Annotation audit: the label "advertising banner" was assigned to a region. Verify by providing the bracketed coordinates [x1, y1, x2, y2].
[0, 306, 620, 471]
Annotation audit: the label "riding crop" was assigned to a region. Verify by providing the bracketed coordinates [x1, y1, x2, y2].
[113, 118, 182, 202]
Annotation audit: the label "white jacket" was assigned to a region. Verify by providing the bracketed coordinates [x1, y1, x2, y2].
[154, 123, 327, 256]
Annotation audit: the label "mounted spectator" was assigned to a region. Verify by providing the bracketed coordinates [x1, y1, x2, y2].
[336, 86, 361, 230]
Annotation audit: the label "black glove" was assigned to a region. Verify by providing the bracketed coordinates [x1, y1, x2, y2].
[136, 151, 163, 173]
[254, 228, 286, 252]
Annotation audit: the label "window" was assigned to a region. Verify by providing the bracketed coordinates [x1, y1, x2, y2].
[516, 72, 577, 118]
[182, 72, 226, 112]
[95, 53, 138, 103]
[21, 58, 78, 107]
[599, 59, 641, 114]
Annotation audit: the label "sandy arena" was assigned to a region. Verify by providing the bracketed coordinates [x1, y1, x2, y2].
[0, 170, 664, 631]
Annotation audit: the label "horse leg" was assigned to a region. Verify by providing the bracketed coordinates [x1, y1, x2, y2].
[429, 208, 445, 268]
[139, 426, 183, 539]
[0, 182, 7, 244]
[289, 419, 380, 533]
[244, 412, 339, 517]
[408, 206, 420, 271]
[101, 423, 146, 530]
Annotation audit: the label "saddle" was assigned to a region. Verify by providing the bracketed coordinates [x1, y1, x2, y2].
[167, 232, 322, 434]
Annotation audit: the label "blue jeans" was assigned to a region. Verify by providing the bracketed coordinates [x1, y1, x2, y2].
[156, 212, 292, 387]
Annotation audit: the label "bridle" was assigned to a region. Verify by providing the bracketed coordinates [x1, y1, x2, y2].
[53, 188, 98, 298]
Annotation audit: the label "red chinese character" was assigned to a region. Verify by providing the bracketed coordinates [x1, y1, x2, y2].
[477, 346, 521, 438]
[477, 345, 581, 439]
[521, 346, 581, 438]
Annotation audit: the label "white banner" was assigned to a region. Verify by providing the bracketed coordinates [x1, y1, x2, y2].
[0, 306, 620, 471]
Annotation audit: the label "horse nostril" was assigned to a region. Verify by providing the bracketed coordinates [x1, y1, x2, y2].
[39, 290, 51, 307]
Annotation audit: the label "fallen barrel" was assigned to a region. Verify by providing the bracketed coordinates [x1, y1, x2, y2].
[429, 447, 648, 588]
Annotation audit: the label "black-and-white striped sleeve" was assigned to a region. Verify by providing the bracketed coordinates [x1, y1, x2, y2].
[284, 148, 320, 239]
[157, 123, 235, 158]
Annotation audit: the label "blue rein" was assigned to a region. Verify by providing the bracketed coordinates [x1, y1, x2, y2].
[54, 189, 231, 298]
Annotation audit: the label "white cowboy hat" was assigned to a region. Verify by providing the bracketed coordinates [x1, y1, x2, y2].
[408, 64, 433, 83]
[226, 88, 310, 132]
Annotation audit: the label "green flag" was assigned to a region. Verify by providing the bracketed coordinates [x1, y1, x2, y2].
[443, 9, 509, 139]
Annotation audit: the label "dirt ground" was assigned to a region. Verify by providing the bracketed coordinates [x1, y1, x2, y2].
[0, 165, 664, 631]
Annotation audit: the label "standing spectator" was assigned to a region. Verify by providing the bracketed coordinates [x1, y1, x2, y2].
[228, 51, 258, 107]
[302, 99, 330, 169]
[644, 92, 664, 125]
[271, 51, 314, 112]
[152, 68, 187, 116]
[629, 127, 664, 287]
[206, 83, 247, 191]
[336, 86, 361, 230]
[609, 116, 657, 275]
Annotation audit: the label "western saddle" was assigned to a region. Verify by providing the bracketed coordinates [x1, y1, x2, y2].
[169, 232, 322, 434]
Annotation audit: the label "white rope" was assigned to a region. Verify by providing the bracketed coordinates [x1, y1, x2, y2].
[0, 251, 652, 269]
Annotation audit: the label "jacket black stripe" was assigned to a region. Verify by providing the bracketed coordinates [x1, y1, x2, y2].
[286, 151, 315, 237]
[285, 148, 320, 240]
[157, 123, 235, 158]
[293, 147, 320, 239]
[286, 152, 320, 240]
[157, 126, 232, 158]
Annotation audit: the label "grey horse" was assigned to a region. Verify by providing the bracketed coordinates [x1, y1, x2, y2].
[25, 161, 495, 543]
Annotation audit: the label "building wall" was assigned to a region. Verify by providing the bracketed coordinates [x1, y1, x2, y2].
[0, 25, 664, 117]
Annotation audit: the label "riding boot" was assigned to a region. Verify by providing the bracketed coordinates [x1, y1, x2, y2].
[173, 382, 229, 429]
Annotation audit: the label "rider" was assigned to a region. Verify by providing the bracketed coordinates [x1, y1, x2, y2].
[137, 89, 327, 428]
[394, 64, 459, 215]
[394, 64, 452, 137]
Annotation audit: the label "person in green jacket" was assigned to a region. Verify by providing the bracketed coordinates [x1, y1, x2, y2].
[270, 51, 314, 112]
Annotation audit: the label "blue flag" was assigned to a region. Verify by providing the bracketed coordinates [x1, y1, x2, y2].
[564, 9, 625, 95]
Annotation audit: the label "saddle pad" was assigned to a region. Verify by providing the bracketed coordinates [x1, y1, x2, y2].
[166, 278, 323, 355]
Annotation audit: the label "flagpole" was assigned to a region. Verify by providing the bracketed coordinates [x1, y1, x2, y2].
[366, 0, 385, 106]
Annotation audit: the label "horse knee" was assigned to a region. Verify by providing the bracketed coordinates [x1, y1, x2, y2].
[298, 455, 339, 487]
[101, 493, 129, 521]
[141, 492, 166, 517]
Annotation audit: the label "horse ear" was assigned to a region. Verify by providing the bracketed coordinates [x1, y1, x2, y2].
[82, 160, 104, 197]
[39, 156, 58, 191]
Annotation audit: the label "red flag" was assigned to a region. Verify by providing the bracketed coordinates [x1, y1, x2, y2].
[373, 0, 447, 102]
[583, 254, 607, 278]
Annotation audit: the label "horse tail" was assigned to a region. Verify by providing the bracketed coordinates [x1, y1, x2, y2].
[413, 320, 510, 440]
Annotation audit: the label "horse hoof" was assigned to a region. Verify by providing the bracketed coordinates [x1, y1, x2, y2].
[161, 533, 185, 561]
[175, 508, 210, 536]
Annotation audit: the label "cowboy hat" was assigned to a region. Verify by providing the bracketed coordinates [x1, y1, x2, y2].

· · ·

Print all of the entries exactly as they are written.

*Completed task*:
Annotation audit: the label "advertising banner" was assigned to a region. Verify by providing the bracketed coordinates [x1, y1, x2, y2].
[0, 306, 620, 471]
Annotation audit: the label "riding crop" was assigned to a region. Verify by providing the bracketed coordinates [x1, y1, x2, y2].
[113, 118, 182, 202]
Annotation audit: the label "white jacket" was assigned to a region. Verify by providing the bracketed coordinates [x1, y1, x2, y2].
[154, 123, 327, 256]
Annotation audit: the label "mounted spectator" was assigned to a region. Verify by providing the bracketed coordinates [x1, y1, x2, y2].
[336, 86, 361, 230]
Annotation audit: the label "black glove" was assigned to a region. Verify by providing the bracketed coordinates [x1, y1, x2, y2].
[136, 151, 163, 173]
[254, 228, 286, 252]
Annotation audit: the label "window" was assigned to a region. Verify by providing the bracketed coordinates [x1, y1, x2, y2].
[516, 72, 577, 118]
[182, 72, 226, 112]
[95, 53, 138, 103]
[21, 58, 78, 107]
[599, 59, 641, 114]
Annotation audit: the label "sandy arena" was assigned to a region. Verify by providing the bracketed coordinates [x1, y1, x2, y2].
[0, 170, 664, 631]
Annotation audit: the label "horse leg" was assigned to a region. Verify by providing the bracketed coordinates [x1, y1, x2, y2].
[429, 208, 445, 268]
[139, 426, 183, 539]
[0, 182, 7, 244]
[289, 419, 380, 533]
[244, 412, 339, 517]
[408, 206, 420, 271]
[101, 423, 146, 530]
Annotation audit: the label "saddle" was assigned to a region. Verify by providing the bracketed coordinates [x1, y1, x2, y2].
[167, 232, 322, 434]
Annotation audit: the label "blue jeans" was assigned to a region. Verify by providing the bracketed coordinates [x1, y1, x2, y2].
[156, 212, 292, 387]
Annotation audit: the label "bridle" was assigned to a region. Verify by providing the bracketed coordinates [x1, y1, x2, y2].
[53, 188, 98, 298]
Annotation audit: the label "red chinese character" was assigned to a region. Verify by providing the bracketed coordinates [x1, y1, x2, y2].
[477, 346, 521, 438]
[477, 345, 581, 439]
[521, 346, 581, 438]
Annotation audit: the label "white banner" was assigned to a region. Verify by providing the bracketed coordinates [x1, y1, x2, y2].
[0, 306, 620, 471]
Annotation audit: the label "horse nostril" was assigned to a region. Verify by providing the bracketed coordinates [x1, y1, x2, y2].
[39, 290, 51, 307]
Annotation audit: the label "fallen barrel" was assigned to a region. Verify by providing the bracketed coordinates [x1, y1, x2, y2].
[429, 447, 648, 588]
Annotation audit: the label "black-and-white striped sleeve" was assigned to a region. Verify by providing the bracketed coordinates [x1, y1, x2, y2].
[284, 148, 320, 239]
[157, 123, 235, 158]
Annotation audit: the label "blue rein" was assigned to a region. Verify by providing the bracketed coordinates [x1, y1, x2, y2].
[54, 189, 231, 298]
Annotation audit: the label "white cowboy hat" was assigned to a region. Verify by providing the bracketed coordinates [x1, y1, x2, y2].
[408, 64, 433, 83]
[226, 88, 310, 132]
Annotation audit: the label "green flag" was assigned to a region. Verify by providing the bracketed coordinates [x1, y1, x2, y2].
[443, 9, 509, 139]
Annotation audit: the label "dirt ground" was assigned to a region. Verify by providing the bracketed coordinates [x1, y1, x2, y2].
[0, 165, 664, 631]
Annotation audit: the label "standing spectator" was assigned to a region. Verify by providing the bracketed coordinates [x1, y1, x2, y2].
[228, 51, 258, 107]
[302, 99, 330, 169]
[644, 92, 664, 125]
[271, 51, 314, 112]
[152, 68, 187, 116]
[629, 127, 664, 287]
[206, 83, 247, 191]
[336, 86, 361, 230]
[609, 116, 657, 275]
Annotation audit: the label "western saddle" was assigned to a region. Verify by providing the bracketed coordinates [x1, y1, x2, y2].
[169, 232, 322, 434]
Annotation audit: the label "white rope" was assigned to a region. Verify by providing the bracketed coordinates [x1, y1, x2, y2].
[0, 251, 652, 269]
Annotation audit: the label "jacket black stripe" was assigned to a region. Verify by providing the bracketed coordinates [x1, y1, x2, y2].
[286, 151, 315, 237]
[285, 148, 320, 240]
[157, 123, 235, 158]
[293, 147, 320, 239]
[286, 152, 320, 240]
[157, 126, 232, 158]
Annotation audit: the label "grey horse" was assigned to a region. Verify by providing the bracketed coordinates [x1, y1, x2, y2].
[25, 161, 495, 543]
Annotation audit: the label "building wall" was assigned to a region. Verify by providing the bracketed coordinates [x1, y1, x2, y2].
[0, 25, 664, 117]
Annotation audit: the label "riding boot" was assigned to a region. Verify by providing the bracketed coordinates [x1, y1, x2, y2].
[173, 382, 229, 429]
Annotation audit: the label "rider" was assigned to a region. Verify by providing the bracketed coordinates [x1, y1, x2, y2].
[137, 89, 327, 428]
[394, 64, 459, 215]
[394, 64, 452, 137]
Annotation audit: the label "person in green jacket" was assigned to a region. Verify by providing the bracketed coordinates [x1, y1, x2, y2].
[270, 51, 314, 112]
Annotation audit: the label "blue flag" was assigned to a region. Verify by providing the bracketed coordinates [x1, y1, x2, y2].
[564, 9, 625, 95]
Annotation audit: the label "saddle pad" was assigned to a region. Verify by providing the bracketed coordinates [x1, y1, x2, y2].
[166, 278, 323, 355]
Annotation audit: the label "flagpole" was assigned to a region. Verify by providing the bracketed coordinates [x1, y1, x2, y2].
[366, 0, 385, 106]
Annotation audit: the label "horse knee" was assigned to a region. Verify by providing the bracketed coordinates [x1, y1, x2, y2].
[298, 455, 339, 487]
[101, 493, 129, 521]
[141, 492, 166, 517]
Annotation audit: the label "horse ear" was assigned to a region. Verify by providing the bracketed coordinates [x1, y1, x2, y2].
[82, 160, 104, 197]
[39, 156, 58, 191]
Annotation audit: the label "red flag" was assigned to a region. Verify by providing the bracketed coordinates [x1, y1, x2, y2].
[373, 0, 447, 102]
[583, 254, 607, 278]
Annotation audit: the label "horse tail" was assigned to a region. Verify by providing the bracketed coordinates [x1, y1, x2, y2].
[413, 320, 510, 440]
Annotation audit: the label "horse hoof" was assigned to a region. Verify by providing the bracketed coordinates [x1, y1, x2, y2].
[161, 533, 185, 561]
[175, 508, 210, 536]
Annotation audit: the label "cowboy hat" was assigned to a region. Verify by providing the bracketed coordinates [x1, y1, x2, y2].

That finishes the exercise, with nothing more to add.